▶ THE INPUT:
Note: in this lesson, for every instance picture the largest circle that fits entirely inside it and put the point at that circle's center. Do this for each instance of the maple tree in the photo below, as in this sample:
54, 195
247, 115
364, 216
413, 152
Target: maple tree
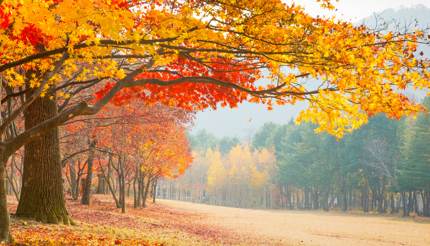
193, 55
134, 144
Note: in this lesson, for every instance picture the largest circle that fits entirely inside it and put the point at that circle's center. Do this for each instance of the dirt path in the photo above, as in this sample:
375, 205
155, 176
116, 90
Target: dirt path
312, 228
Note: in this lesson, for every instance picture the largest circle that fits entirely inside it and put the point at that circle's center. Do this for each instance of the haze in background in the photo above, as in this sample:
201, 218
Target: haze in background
243, 121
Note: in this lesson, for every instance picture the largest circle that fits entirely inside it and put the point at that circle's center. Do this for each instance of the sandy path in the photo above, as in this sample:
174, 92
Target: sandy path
312, 228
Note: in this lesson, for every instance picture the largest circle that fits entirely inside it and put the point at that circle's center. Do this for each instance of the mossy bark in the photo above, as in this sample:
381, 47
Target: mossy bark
42, 197
4, 214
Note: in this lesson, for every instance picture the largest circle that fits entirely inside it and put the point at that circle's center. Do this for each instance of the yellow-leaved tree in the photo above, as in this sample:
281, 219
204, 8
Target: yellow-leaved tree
62, 59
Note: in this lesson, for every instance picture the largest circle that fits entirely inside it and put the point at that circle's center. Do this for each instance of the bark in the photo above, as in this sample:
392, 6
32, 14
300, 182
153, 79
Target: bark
121, 183
74, 182
109, 184
4, 214
86, 195
101, 184
154, 190
42, 195
145, 196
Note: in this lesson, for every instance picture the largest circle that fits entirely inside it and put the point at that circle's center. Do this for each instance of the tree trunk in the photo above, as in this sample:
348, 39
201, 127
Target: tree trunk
154, 190
145, 196
74, 182
42, 195
86, 195
101, 184
4, 214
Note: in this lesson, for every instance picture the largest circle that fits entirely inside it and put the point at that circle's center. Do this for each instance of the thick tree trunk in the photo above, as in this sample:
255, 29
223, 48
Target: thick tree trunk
101, 184
74, 181
147, 186
154, 190
86, 195
42, 195
4, 214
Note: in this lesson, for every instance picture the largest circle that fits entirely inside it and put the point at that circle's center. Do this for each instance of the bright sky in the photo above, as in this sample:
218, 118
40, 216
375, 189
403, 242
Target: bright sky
247, 118
356, 10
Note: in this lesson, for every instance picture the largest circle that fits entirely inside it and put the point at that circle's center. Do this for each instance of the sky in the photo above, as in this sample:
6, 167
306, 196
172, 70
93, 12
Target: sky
355, 10
245, 120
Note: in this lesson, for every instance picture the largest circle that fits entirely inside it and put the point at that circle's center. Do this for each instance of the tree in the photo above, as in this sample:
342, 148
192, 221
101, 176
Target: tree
413, 173
194, 55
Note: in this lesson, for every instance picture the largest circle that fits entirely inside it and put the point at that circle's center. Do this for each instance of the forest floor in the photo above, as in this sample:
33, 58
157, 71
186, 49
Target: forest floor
182, 223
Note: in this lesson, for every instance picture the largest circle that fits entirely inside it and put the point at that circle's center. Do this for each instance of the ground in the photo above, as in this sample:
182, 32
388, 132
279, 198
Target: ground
181, 223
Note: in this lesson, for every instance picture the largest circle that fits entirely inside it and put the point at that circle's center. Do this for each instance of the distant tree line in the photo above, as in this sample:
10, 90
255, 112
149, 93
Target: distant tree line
383, 167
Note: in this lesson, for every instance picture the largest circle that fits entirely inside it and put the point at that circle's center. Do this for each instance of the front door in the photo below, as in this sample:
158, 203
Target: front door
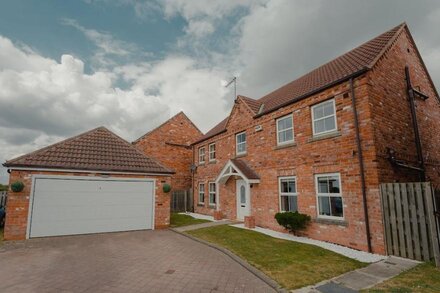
243, 200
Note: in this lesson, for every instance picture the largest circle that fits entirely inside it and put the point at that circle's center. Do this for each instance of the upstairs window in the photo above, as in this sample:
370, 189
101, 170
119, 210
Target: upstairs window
288, 195
211, 152
241, 143
202, 155
329, 196
324, 117
285, 130
211, 193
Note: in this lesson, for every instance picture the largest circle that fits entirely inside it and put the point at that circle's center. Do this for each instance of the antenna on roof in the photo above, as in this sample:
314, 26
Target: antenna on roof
234, 80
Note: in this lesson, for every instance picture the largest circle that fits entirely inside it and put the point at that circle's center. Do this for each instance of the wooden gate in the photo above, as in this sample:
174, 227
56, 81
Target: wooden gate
409, 216
181, 201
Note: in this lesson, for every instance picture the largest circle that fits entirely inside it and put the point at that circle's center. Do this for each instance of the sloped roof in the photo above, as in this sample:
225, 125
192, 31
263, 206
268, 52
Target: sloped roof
158, 127
352, 63
98, 150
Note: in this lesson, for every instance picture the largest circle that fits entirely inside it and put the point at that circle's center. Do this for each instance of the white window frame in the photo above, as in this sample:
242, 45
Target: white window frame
280, 194
211, 192
313, 118
202, 156
329, 195
292, 129
236, 143
210, 152
201, 191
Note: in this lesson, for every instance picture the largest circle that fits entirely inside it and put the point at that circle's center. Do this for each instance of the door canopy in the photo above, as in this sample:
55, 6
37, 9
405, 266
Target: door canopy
237, 168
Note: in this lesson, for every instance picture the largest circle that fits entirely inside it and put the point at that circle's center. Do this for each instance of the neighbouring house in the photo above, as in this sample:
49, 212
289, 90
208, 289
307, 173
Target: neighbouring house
91, 183
170, 144
322, 144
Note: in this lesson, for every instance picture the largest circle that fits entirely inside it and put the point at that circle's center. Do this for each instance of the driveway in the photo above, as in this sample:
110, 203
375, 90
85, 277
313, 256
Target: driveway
141, 261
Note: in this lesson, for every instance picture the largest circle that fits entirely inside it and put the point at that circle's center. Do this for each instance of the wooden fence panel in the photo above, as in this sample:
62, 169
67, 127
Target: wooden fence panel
410, 223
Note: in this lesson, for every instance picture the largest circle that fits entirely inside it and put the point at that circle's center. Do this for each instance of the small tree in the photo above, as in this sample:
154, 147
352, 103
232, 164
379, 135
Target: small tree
293, 221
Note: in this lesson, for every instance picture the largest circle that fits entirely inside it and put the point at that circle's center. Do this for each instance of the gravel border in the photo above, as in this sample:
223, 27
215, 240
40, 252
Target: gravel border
256, 272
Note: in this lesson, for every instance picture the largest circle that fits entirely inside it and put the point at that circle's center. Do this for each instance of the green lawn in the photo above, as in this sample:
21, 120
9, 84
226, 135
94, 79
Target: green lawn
291, 264
179, 220
423, 278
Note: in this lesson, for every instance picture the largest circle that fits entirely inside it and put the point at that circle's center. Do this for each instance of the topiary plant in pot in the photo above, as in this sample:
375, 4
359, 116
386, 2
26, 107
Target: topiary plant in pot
293, 221
17, 186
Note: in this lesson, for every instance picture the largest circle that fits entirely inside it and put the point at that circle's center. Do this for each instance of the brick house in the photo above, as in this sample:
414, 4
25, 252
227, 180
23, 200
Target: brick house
91, 183
170, 144
322, 144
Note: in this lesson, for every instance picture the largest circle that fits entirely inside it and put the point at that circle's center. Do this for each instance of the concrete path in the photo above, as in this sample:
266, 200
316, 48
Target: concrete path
204, 225
141, 261
362, 278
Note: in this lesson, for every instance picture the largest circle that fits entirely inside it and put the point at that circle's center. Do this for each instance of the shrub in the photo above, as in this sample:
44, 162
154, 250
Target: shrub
17, 186
293, 221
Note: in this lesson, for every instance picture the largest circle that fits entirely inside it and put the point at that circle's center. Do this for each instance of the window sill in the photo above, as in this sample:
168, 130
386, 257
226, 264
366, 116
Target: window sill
327, 221
284, 146
325, 136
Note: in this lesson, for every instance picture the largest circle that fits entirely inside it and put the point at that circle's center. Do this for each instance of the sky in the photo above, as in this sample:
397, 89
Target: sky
70, 66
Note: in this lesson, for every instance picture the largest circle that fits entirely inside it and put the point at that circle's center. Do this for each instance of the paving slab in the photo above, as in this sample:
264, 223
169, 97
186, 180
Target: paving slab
141, 261
334, 288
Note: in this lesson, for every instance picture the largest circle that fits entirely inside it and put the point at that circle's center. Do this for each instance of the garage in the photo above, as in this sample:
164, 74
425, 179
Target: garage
68, 206
95, 182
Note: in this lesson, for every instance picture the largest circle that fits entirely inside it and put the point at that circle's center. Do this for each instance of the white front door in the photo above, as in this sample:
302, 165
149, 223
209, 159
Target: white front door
243, 200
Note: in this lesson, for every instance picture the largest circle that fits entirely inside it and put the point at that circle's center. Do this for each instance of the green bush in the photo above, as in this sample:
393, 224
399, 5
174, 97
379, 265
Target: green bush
17, 186
293, 221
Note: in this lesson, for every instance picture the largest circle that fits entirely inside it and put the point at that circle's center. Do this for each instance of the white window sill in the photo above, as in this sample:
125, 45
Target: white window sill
326, 135
331, 221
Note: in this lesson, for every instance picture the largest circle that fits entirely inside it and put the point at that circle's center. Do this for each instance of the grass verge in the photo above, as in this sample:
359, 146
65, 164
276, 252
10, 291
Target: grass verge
291, 264
179, 220
423, 278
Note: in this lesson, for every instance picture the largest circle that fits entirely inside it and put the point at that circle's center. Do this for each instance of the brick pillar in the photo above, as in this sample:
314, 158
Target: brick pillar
218, 215
249, 222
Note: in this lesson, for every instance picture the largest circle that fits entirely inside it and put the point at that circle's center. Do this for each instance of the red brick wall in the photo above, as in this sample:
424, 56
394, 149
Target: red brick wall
392, 117
304, 159
18, 202
169, 144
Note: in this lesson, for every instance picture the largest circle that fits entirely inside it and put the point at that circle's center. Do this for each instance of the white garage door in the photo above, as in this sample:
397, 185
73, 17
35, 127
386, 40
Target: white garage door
68, 206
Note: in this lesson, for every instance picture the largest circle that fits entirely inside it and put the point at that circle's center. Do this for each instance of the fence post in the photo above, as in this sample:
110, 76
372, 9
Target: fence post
429, 192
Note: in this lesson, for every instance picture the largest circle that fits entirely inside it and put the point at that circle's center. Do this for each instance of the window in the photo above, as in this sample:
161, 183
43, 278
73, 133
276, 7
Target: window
241, 143
201, 193
329, 195
324, 117
202, 155
212, 193
288, 195
285, 130
211, 151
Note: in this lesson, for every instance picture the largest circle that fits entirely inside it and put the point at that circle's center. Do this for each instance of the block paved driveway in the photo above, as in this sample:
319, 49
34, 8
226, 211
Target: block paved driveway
141, 261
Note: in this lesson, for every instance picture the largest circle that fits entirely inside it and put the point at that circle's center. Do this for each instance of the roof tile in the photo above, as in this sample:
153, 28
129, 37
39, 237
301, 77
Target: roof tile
98, 149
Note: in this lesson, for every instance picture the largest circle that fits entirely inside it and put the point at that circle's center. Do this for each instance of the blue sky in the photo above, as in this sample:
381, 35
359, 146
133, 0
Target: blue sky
70, 66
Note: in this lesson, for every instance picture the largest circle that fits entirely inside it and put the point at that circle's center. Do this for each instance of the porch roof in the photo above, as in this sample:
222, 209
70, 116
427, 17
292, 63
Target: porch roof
237, 167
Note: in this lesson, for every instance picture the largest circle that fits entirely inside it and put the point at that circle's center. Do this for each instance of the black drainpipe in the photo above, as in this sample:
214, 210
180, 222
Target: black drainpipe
361, 166
415, 125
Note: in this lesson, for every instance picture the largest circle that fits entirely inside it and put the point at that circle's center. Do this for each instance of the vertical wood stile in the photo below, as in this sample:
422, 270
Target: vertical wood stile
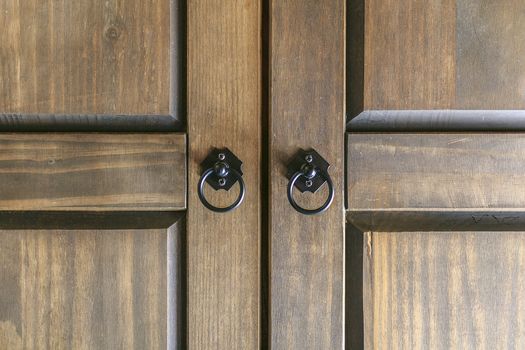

▶ WHAT YOU HAVE TO DO: Each line from the one that contains "of the block" to the end of the listing must be quoted exactly; no other line and no picture belongs in the copy.

▶ THE RESULT:
Note: in this lesson, for every instance picture the largest circle that fits entirely inside it and put the point at that circle's center. Do this for each instance of the block paved driveway in the photo above, as in this sample:
319, 49
34, 8
226, 211
Target: block paved driveway
141, 261
Note: in this lesson, for every instance picture the largest circle that fits entirely inside it and put the point at that circle's center. Do this for each instance of the roof tile in the photo above, as in this sample:
153, 28
129, 37
39, 237
301, 77
Target: roof tile
98, 149
Note: in this lesson, for every instance picture the largest circle that fits entirely inside it and put the point at that circle's center. Do this for each instance of the blue sky in the photo above, as in this sample:
381, 35
359, 146
133, 0
Target: blue sky
70, 66
Note: in this lesson, for every instance picture the largest circle that fits entirely inside it and put the point at that circle's center. Do this for each instance of the porch roof in the photo above, as in this sample:
222, 209
70, 116
427, 17
292, 63
Target: porch roof
237, 167
Note: in this lesson, for every instance picture the largest circle that fits entirely inside it and put the point at that circle's center. Do this for each instance of the black drainpipe in the photo above, as in this sample:
214, 210
180, 222
Target: black drainpipe
361, 166
415, 125
Note: in this lesson, for every instance picture the largest circle that fits entirely inside it and put the point at that circle's center. Do this for each instance of the vertical wood stile in the photo below, as in this sample:
422, 270
Target: vertical wood stile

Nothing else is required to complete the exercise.